| Source document |
<<<<
REFERENCE:
Journal of Mathematical Modelling and Application
2011, Vol 1, No 5
ISSN: 2178-2423
Journal of Mathematical Modelling and Application
2011, Vol 1, No 5
ISSN: 2178-2423
Abstract
It is very difficult to define what ruins are, by definition,
irreparable remnants of human construction by an act or destructive process. We can not talk about them as
objects, even though we know that one day buildings reach their end, the
question is on how to reach this final. Fragment causes mental associations with the person who perceives, that
happens to be a mystery, since no one knows the facts that have been associated
with the final ruins. However, the mental reconstruction is not
straightforward, because the ruins interact with nature, are absorbed by it,
change over time. This is our aim to show this dynamic situation in which man
intervenes in the reconstruction, by a mathematical analysis of the city of
Nagasaki based on fractal geometry, and evaluate if there is any related urban
morphological pattern before and after the bomb. The method applied is Box
Counting.
Keywords: City reconstruction; Fractal geometry; Box
counting method
Introduction:
A Brief History of Nagasaki
Nagasaki was founded before
1500, as a modest harbor village. In 1542, a Portuguese ship accidentally
landed nearby allowing the first contact with European explorers. In years, the
city grew into a port city. Nagasaki became a free port in 1859, with ship
building as the main industry. Since many Japanese warships were built in its
factories and docks, the city became a target for the detonation of the second
nuclear bomb, in August 9th 1945.
Among other considerations,
the target of Hiroshima and Nagasaki was selected because of the expectation to
produce the greatest amount of damage by primary blast effect plus fires. The
maximum blast effect of the bombs was calculated
to extend over an area of approximately 1 mile in radius.
>>>>
(Dataset rows)
<<<<
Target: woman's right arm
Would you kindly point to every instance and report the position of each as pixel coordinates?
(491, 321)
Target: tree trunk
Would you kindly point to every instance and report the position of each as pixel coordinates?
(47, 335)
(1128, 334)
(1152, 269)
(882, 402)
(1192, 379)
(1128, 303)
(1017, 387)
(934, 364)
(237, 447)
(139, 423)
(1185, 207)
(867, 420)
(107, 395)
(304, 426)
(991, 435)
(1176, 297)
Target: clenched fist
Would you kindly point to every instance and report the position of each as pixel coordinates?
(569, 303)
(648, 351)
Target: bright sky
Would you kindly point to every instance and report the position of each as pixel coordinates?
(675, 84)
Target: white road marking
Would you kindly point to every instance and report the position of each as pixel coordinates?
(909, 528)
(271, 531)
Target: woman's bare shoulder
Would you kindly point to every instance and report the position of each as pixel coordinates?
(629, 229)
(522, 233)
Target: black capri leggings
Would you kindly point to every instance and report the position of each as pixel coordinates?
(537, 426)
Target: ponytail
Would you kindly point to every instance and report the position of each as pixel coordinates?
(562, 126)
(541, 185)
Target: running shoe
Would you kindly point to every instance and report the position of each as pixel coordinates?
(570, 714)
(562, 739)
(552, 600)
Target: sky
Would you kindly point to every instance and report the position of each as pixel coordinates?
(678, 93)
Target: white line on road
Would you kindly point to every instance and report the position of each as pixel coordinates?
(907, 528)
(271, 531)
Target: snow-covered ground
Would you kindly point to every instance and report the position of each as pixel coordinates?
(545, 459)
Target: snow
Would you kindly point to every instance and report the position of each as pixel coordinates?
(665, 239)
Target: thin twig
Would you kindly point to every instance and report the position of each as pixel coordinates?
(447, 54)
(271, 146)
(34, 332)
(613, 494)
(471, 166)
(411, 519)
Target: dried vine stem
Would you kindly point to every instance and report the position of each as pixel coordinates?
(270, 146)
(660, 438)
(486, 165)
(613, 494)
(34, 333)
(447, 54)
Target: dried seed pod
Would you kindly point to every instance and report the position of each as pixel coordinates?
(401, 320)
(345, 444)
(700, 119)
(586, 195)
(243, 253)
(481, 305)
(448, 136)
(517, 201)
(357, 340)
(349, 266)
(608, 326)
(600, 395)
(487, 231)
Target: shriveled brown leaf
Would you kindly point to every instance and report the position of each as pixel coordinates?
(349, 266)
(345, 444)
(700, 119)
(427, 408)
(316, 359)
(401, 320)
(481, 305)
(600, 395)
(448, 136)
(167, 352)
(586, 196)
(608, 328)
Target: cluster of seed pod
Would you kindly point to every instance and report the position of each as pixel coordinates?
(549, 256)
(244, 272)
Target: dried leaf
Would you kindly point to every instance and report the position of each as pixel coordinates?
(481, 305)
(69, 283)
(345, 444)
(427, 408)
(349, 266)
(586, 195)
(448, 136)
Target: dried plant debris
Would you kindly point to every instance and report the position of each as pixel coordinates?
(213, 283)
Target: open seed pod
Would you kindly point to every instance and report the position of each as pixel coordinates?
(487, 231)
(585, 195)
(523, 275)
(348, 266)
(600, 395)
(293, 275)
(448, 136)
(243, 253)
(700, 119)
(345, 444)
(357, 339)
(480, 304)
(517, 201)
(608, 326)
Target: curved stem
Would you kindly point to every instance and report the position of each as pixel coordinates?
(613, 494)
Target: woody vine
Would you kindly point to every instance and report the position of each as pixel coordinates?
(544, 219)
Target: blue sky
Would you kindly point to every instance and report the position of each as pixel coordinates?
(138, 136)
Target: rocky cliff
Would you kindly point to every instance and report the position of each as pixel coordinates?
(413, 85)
>>>>
| Directive 1 |
Write out the passage of the Nagasaki reconstruction article between "Keywords: City reconstruction;" and "August 9th 1945.", inclusive.
| Directive 2 |
According to the Nagasaki reconstruction article, why did the city become a target for the second nuclear bomb?

| Expected output 1 |
Keywords: City reconstruction; Fractal geometry; Box
counting method
Introduction:
A Brief History of Nagasaki
Nagasaki was founded before
1500, as a modest harbor village. In 1542, a Portuguese ship accidentally
landed nearby allowing the first contact with European explorers. In years, the
city grew into a port city. Nagasaki became a free port in 1859, with ship
building as the main industry. Since many Japanese warships were built in its
factories and docks, the city became a target for the detonation of the second
nuclear bomb, in August 9th 1945.

| Expected output 2 |
Nagasaki became a target because many Japanese warships were built in its factories and docks. The article adds that Hiroshima and Nagasaki were chosen partly because they were expected to suffer the greatest damage from primary blast effect plus fires.